:: Exercise objective ::
Below are records to transcribe exactly, without their pictures.

Referring expression data
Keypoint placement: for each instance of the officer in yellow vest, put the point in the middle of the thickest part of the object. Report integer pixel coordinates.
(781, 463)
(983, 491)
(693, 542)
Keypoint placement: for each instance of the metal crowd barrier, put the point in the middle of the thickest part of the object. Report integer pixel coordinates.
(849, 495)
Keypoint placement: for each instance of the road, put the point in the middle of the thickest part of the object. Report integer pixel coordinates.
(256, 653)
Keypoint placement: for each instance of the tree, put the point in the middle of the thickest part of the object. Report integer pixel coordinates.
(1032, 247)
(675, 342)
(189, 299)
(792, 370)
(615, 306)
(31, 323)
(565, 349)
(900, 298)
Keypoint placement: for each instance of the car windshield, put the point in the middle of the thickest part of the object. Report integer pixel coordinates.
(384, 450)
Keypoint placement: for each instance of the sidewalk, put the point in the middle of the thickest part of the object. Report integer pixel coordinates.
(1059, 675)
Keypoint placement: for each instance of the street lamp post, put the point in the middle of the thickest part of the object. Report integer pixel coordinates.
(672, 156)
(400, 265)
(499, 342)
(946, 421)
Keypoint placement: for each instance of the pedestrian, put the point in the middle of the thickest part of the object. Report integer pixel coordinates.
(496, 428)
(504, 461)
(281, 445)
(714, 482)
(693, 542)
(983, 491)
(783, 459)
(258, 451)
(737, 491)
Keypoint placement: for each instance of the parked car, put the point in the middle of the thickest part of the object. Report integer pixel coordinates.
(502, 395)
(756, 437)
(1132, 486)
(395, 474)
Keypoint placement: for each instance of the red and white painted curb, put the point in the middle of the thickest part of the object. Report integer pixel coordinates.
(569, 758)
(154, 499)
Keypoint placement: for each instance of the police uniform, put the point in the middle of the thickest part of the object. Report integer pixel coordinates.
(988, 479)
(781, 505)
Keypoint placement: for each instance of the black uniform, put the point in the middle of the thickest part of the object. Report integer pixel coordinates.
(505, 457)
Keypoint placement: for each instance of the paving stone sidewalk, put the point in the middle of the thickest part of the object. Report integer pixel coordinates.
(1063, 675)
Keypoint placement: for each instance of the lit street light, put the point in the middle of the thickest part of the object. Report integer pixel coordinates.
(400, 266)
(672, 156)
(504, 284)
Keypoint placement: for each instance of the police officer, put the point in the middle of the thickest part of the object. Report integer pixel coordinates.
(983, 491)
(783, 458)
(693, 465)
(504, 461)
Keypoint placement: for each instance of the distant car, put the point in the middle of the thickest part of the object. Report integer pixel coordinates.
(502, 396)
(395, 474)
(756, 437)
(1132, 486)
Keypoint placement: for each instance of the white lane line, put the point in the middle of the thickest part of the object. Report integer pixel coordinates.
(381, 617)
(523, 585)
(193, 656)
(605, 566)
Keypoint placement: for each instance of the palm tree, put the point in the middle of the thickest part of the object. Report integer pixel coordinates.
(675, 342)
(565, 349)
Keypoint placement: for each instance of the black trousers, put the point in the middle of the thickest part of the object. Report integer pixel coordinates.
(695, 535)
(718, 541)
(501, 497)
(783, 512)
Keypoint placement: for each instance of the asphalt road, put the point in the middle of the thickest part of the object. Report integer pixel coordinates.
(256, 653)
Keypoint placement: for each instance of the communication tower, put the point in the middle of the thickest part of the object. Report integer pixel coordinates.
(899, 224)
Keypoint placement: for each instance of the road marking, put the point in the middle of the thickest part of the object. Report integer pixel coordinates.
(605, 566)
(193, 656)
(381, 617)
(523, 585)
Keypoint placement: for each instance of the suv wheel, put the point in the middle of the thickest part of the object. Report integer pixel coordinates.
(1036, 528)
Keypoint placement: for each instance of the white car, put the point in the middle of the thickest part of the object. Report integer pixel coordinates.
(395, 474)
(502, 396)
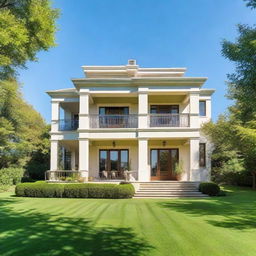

:: Task answer ::
Keypoint placement: for each instance of the officer in yellow vest, put the point in the middle of the thickest part of the object. Report integer pixel coordinates.
(781, 463)
(983, 491)
(693, 542)
Keypoint placement: for each instance of the metal crowd barrier, put the point in the middle of the thickest part of the object. Report integer pixel coordinates.
(849, 495)
Keypoint placement: for each instance of the road, put the point in the middle of the thickest part of the object. Report integer pixel coordinates.
(256, 653)
Keypoint placement: for each instance of the tree, put the point in the middle of the thickest part of the object. Report integer pixel coordinates.
(1032, 247)
(675, 342)
(189, 299)
(792, 370)
(615, 306)
(31, 323)
(565, 349)
(900, 298)
Keypoint placement: for each instance of the car windshield, put the point in the middle of the thickest part of the object. Report integer pixel coordinates.
(384, 450)
Keypoint placement: for each instance of the sidewalk, put the point in the middle of the thickest part of the object. Report integer pixel coordinates.
(1059, 675)
Keypoint placement: for each instance of the street lamp post, put the point in the middle of the thickest part of the object. Report integer pixel coordinates.
(672, 156)
(400, 265)
(499, 342)
(946, 421)
Keypoint placement: for each instance of the pedestrian, put the point in the middle of the thickest part of the object. Report integer pixel coordinates.
(496, 428)
(504, 461)
(281, 445)
(714, 482)
(693, 542)
(983, 491)
(783, 459)
(258, 451)
(737, 491)
Keypoint placement: for each instance of the parked car, put the point in the middle of the thickest part of the object. Report integer pixel coordinates.
(502, 395)
(756, 437)
(1132, 486)
(395, 474)
Keypoint placement: for each instance of the red and white painted curb, put the point in the middle of the thickest part of the object. Report integer pixel coordinates.
(569, 758)
(154, 499)
Keypoint placement: for each instance of the police uniform, put the point in the middle of the thickest part of the object. Report integer pixel coordinates.
(988, 479)
(781, 505)
Keypoint placement: for each instance of the black uniform, put the point in the middle of the thickest part of the object. Report integer pixel coordinates.
(505, 457)
Keypoint placement: for each instance of the paving stone sidewalk, put the point in the middle of the thickest part of the object. Report integer pixel coordinates.
(1063, 675)
Keypoint placement: for each instance of the lit street light, put the point in the middle of the thickest part of the object. Report integer pixel coordinates.
(400, 266)
(672, 156)
(504, 284)
Keypoint placement: for each instance of the police officer, put the point in the middle of the thickest part of the object. Report integer pixel coordinates.
(983, 491)
(783, 458)
(693, 465)
(504, 461)
Keypoint placement: for each instance of the distant car, put the point in the middle of the thickest part of the object. Report integer pixel coordinates.
(502, 396)
(395, 474)
(756, 437)
(1132, 486)
Keypoint placement: for each instance of the white lane line, put the point in the middle of the thickest part of the object. Report integer pixel coordinates.
(381, 617)
(523, 585)
(193, 656)
(605, 566)
Keypoint placement: for each instance of the palm tree, put the point in the middle of the thickest part of the object. Report integer pixel coordinates.
(675, 342)
(565, 349)
Keypoint placement: for each instance of the black trousers, put the point in the middle of the thickest part of the object. Report integer pixel coordinates.
(695, 535)
(718, 541)
(501, 497)
(783, 512)
Keypoint placement: for each instance of the asphalt road, put the point in the middle of the thickest part of the object. Report integer pixel coordinates.
(256, 653)
Keypoint placement: for each instance of the communication tower, put the point in the middle of the thickest part of the object. Report integer pixel coordinates.
(899, 224)
Keypoint placement: for each instance of the road marking, put the point in the middle of the thickest part of the object. Report integer pixel coordinates.
(605, 566)
(193, 656)
(381, 617)
(523, 585)
Keypoint placement: for each instance of the suv wheel, put the point in the middle of the thickest part of the object. Report integer pixel coordinates.
(1036, 528)
Keypoint placement: for each instance of the white car, put the point in the middle of the thickest part of the object. Report integer pixel coordinates.
(395, 474)
(502, 396)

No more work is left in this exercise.